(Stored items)
______________________________

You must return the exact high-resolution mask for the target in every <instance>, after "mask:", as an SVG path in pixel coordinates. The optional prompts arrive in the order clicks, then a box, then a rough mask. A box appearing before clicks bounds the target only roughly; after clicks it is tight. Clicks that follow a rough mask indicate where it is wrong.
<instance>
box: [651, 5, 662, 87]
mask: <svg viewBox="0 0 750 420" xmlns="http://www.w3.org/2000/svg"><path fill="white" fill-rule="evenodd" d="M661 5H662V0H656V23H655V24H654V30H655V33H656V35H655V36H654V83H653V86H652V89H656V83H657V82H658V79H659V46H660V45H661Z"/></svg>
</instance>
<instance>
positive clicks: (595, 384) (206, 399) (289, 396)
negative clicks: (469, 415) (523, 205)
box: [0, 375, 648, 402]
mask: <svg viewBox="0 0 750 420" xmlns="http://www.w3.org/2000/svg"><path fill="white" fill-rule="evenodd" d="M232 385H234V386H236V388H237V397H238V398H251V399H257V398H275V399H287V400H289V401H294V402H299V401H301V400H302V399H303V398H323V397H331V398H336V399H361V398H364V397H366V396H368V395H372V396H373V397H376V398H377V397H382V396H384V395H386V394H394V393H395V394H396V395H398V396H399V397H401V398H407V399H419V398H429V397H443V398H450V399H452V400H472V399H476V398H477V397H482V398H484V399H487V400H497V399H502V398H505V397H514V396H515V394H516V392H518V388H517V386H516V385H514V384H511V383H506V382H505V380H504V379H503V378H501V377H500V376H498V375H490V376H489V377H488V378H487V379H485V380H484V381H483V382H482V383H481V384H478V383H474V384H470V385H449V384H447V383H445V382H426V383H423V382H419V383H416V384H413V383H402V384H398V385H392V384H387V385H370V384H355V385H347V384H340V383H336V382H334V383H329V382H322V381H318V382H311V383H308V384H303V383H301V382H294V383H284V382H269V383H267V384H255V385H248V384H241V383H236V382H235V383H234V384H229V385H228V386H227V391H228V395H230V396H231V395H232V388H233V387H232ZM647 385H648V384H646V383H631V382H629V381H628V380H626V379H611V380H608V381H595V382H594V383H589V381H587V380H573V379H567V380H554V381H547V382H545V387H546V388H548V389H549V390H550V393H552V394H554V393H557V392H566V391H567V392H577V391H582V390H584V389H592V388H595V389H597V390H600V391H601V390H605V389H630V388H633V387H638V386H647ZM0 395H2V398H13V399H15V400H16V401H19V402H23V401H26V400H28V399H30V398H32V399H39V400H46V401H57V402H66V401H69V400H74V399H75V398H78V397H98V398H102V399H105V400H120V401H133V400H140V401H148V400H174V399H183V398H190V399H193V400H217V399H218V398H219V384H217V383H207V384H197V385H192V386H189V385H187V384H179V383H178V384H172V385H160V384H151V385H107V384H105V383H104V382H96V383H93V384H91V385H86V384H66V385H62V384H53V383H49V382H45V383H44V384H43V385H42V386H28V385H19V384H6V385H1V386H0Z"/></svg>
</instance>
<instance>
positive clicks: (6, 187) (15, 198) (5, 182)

______________________________

Repeat the entries above exactly, beginning at their first line and ending with the line that contains "negative clicks: (469, 415) (523, 205)", with nothing added.

◆ Answer space ◆
You must return the exact high-resolution mask for the target in every <instance>, after "mask:", as an SVG path in pixel coordinates. The optional prompts arrive in the order clicks, then a box, then a rough mask. A box appearing before clicks bounds the target only roughly; after clicks it is tight. Clicks that follow a rough mask indicate where it is wrong.
<instance>
box: [651, 5, 662, 87]
mask: <svg viewBox="0 0 750 420" xmlns="http://www.w3.org/2000/svg"><path fill="white" fill-rule="evenodd" d="M661 5H662V0H656V23H655V24H654V30H655V33H656V35H655V36H654V83H653V86H652V89H656V83H657V82H658V79H659V46H660V45H661Z"/></svg>
</instance>
<instance>
positive clicks: (595, 384) (206, 399) (289, 396)
negative clicks: (469, 415) (523, 205)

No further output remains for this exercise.